# PROBLEMS TO WORK ON:
**A.** In the API documentation, which list must the provider passed to NewLLMFromConfig be one of?
**B.** Decide whether each statement agrees with the API documentation. Answer yes or no, quoting the words that decide it.
(i) LLMService is re-exported from llmapi.
(ii) The Voice field in RealtimeConfig holds an STT voice.
(iii) NewServicesFromConfig returns only LLM and TTS services.
**C.** Return the passage of the API documentation starting at "func NewServicesFromConfig ¶" and ending at "model/voice when set.", copied word for word.
--- EXERCISE TEXT Enclosed Below ---
SupportedTTSProviders lists provider keys that can be passed to NewTTSFromConfig.

Functions ¶

func NewServicesFromConfig ¶

func NewServicesFromConfig(cfg *config.Config) (LLMService, STTService, TTSService)

NewServicesFromConfig returns LLM, STT, and TTS services based on cfg. Resolves provider per task (stt_provider/llm_provider/tts_provider or provider); uses task-specific model/voice when set.

Types ¶

type LLMService ¶

type LLMService = llmapi.LLMService

LLMService provides chat completion; may stream text frames. Re-exported from llmapi.

func NewLLMFromConfig ¶

func NewLLMFromConfig(cfg *config.Config, provider, model string) LLMService

NewLLMFromConfig returns an LLMService for the given provider and model. Provider must be one of SupportedLLMProviders; model is the chat model (e.g. cfg.Model).

type LLMServiceWithTools ¶

type LLMServiceWithTools = llmapi.LLMServiceWithTools

LLMServiceWithTools is an LLM service that supports registering tools. Re-exported from llmapi.

type RealtimeConfig ¶

type RealtimeConfig struct {
	Provider string           // e.g. "openai"
	Model    string           // e.g. "gpt-4o-realtime" or regular chat model
	Voice    string           // TTS voice, if applicable
	Tools    []map[string]any // optional function calling tools
}

RealtimeConfig configures a realtime session for a given provider/model.

type RealtimeEvent ¶

type RealtimeEvent struct {
	Text  *frames.LLMTextFrame
	Audio *frames.TTSAudioRawFrame
	Frame frames.Frame
}

RealtimeEvent represents a high-level event emitted by a realtime session. It can carry LLM text, TTS audio, or generic frames for extensibility.
--- End of Enclosed EXERCISE TEXT ---
--- EXTRACTED MATERIAL Enclosed Below ---
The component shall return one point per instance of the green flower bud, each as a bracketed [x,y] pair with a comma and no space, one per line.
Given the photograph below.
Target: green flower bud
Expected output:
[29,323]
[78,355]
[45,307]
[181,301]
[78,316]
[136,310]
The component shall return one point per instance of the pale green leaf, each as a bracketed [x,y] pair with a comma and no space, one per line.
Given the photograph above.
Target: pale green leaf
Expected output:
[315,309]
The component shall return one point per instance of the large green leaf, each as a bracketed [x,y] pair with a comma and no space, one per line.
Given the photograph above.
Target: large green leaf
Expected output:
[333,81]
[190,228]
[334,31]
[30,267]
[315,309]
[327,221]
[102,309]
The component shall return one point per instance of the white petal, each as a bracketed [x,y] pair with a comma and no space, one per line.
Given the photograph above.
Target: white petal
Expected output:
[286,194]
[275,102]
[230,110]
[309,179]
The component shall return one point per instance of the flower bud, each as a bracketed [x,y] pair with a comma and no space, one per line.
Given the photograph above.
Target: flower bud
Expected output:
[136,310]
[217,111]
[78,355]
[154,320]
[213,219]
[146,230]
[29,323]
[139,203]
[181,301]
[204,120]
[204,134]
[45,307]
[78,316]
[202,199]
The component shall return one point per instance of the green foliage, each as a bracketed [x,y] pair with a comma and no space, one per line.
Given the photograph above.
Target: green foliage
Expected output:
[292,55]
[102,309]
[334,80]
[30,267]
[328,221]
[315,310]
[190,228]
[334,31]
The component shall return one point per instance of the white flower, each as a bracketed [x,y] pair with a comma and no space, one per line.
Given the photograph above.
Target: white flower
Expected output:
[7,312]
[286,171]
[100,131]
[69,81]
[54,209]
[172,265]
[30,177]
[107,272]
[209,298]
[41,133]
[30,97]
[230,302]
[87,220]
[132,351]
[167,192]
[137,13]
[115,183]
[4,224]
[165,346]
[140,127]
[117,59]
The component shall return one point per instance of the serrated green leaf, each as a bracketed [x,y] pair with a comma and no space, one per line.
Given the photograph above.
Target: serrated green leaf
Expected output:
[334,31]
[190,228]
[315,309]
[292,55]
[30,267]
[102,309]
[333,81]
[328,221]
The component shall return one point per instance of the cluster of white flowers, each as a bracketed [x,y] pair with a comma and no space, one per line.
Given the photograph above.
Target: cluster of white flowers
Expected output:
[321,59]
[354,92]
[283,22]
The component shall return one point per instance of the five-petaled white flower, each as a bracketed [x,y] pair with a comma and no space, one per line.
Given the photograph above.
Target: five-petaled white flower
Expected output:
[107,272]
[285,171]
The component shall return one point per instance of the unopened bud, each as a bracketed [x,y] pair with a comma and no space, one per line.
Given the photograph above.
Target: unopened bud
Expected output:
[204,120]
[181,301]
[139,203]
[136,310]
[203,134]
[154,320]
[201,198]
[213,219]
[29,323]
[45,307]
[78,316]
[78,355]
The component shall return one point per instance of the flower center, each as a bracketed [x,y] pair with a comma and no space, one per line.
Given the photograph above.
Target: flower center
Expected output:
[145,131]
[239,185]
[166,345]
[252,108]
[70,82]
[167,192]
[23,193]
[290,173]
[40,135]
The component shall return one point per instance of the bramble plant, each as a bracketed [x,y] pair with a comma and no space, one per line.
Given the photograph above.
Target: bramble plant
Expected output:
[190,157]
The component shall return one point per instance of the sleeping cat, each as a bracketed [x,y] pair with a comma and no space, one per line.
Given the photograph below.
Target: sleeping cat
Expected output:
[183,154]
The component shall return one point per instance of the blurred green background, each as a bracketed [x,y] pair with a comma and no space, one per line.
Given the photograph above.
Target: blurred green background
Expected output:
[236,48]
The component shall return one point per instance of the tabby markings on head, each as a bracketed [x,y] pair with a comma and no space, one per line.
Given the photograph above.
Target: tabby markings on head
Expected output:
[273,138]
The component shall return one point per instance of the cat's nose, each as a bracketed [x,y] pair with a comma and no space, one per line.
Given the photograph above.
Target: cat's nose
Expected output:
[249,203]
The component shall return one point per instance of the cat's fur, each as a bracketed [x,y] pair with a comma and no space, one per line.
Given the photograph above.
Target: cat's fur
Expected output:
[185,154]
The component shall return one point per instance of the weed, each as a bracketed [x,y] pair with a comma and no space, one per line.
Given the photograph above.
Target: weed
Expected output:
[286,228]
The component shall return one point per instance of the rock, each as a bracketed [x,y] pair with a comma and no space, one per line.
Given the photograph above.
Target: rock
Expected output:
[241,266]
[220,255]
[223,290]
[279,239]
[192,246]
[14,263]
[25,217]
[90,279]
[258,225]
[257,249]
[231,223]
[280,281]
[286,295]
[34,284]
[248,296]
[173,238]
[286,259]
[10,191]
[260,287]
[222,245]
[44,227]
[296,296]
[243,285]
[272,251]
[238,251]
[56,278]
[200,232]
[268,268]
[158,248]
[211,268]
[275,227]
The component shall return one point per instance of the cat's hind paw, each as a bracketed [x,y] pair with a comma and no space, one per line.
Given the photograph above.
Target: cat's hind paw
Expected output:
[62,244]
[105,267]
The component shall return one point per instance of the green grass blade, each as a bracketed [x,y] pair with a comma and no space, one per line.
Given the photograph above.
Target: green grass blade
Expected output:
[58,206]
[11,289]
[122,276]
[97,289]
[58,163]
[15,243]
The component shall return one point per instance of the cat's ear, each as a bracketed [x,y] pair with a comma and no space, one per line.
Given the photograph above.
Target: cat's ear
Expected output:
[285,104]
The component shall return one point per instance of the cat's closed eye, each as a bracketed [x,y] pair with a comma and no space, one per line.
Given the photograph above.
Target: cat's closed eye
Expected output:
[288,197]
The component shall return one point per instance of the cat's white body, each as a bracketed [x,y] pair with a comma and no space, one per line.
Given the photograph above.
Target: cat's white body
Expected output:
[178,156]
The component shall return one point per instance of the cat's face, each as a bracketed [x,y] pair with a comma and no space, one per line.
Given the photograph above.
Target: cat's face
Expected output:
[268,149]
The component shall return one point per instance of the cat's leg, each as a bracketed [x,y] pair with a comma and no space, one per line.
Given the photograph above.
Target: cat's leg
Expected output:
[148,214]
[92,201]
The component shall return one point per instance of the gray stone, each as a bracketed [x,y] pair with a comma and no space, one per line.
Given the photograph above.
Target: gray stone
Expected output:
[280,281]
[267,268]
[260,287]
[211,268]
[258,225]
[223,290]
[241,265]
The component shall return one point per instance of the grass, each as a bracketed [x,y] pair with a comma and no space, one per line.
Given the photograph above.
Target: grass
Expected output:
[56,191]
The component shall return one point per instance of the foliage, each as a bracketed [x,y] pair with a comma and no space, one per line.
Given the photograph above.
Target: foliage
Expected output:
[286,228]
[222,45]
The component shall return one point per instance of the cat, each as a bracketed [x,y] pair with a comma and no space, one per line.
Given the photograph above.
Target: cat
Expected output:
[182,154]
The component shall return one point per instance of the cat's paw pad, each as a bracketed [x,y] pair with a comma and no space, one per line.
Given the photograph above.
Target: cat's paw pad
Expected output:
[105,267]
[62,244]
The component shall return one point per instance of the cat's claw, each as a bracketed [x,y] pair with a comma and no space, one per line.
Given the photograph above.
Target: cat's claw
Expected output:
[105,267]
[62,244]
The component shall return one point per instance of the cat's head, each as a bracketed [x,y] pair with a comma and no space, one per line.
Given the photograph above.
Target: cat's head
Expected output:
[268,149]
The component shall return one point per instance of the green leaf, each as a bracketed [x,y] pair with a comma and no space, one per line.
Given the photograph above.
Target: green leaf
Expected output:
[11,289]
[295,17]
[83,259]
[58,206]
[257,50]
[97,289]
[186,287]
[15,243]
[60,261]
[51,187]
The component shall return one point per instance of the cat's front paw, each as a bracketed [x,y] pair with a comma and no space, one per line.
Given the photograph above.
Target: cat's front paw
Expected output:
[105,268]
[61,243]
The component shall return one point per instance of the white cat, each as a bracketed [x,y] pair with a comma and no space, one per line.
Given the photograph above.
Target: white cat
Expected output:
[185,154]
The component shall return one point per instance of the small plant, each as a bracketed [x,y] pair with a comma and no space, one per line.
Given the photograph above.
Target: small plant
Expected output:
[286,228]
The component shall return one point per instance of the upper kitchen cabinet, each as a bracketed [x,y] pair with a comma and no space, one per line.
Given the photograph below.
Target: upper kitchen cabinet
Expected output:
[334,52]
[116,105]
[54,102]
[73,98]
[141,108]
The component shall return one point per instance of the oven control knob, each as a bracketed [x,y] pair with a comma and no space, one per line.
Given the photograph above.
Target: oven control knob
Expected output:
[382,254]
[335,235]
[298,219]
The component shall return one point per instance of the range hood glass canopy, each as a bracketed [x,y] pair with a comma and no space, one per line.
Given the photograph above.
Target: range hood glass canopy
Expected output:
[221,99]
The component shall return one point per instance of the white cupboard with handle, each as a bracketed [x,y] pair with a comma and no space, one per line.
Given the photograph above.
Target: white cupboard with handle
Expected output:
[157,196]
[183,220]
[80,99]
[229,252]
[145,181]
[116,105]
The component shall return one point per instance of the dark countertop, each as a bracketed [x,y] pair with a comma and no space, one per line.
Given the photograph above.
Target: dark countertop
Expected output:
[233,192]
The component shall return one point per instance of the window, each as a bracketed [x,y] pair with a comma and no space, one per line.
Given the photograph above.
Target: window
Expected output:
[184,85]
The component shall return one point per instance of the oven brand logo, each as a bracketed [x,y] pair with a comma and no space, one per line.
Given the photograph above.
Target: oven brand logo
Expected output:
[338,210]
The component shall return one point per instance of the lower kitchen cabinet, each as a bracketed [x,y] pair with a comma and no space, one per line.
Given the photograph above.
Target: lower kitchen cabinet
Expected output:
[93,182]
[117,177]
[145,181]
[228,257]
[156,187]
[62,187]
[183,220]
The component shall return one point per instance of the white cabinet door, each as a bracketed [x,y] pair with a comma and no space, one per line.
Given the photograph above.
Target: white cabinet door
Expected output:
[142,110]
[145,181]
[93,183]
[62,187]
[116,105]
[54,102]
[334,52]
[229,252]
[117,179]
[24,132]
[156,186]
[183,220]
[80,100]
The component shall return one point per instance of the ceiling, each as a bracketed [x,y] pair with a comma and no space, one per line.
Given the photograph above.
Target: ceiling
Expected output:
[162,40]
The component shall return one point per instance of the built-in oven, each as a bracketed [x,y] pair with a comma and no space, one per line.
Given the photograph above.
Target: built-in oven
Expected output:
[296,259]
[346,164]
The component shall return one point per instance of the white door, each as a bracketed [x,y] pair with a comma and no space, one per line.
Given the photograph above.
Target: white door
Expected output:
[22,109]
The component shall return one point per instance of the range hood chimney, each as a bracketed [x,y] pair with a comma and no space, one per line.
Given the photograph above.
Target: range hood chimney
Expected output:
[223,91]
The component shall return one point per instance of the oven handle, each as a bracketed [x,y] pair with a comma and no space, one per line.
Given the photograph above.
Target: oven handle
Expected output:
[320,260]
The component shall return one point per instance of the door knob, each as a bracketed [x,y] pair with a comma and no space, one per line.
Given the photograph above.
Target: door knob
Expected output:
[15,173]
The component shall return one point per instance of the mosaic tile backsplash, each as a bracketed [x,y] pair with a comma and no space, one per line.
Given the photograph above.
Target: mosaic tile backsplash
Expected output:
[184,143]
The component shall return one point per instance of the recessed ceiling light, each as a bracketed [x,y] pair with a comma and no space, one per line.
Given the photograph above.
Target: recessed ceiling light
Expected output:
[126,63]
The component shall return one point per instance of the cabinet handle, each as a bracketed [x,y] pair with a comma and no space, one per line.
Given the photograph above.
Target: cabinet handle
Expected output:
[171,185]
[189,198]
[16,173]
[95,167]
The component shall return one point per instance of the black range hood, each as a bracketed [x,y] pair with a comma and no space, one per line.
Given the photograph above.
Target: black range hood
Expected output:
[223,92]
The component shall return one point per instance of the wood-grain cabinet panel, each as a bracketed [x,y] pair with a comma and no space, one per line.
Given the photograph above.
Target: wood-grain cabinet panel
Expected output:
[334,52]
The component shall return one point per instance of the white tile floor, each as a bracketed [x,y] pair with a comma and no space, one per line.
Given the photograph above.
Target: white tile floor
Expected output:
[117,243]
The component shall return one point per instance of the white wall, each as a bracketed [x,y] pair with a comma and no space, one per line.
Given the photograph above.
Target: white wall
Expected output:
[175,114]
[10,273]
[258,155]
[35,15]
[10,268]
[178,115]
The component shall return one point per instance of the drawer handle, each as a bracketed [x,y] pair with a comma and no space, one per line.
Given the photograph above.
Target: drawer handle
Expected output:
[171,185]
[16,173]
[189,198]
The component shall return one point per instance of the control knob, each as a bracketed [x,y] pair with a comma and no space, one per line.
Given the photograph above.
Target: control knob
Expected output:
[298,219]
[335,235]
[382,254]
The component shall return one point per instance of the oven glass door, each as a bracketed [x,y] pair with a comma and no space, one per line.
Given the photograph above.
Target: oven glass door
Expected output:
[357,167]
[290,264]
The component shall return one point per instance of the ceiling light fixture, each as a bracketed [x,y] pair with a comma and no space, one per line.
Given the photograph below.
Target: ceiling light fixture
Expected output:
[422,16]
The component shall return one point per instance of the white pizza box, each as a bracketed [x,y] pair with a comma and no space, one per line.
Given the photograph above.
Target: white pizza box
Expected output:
--- End of Enclosed EXTRACTED MATERIAL ---
# EXPECTED RESPONSES:
**A.** SupportedLLMProviders

**B.**
(i) Yes: "Re-exported from llmapi."
(ii) No: "TTS voice, if applicable"
(iii) No: "NewServicesFromConfig returns LLM, STT, and TTS services based on cfg."

**C.**
func NewServicesFromConfig ¶

func NewServicesFromConfig(cfg *config.Config) (LLMService, STTService, TTSService)

NewServicesFromConfig returns LLM, STT, and TTS services based on cfg. Resolves provider per task (stt_provider/llm_provider/tts_provider or provider); uses task-specific model/voice when set.